## Set exercise
Please copy out every line of the data below, character for character.

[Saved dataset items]
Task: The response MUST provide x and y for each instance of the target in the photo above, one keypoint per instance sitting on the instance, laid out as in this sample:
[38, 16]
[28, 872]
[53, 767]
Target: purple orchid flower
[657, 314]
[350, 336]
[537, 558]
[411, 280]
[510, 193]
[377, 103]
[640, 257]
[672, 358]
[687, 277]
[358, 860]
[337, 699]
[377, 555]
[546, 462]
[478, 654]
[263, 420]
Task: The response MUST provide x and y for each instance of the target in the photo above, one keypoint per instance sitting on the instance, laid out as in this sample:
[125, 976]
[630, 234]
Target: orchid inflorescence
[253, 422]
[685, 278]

## Response to the exercise
Task: The response MUST provide x and y for each instance of the target in the photo above, one keypoint per instance sitting on the instance, laid out as in this sample:
[38, 16]
[28, 872]
[53, 767]
Target: purple orchid flower
[657, 314]
[350, 336]
[537, 558]
[411, 280]
[510, 193]
[377, 103]
[640, 257]
[672, 358]
[687, 277]
[358, 860]
[337, 699]
[377, 555]
[546, 462]
[478, 654]
[263, 420]
Task: The response MUST provide x and y for each instance of the target in the photo above, one keypoint per instance sitting on the instance, laid out as in this sample:
[125, 976]
[630, 234]
Target: orchid inflorescence
[253, 422]
[685, 278]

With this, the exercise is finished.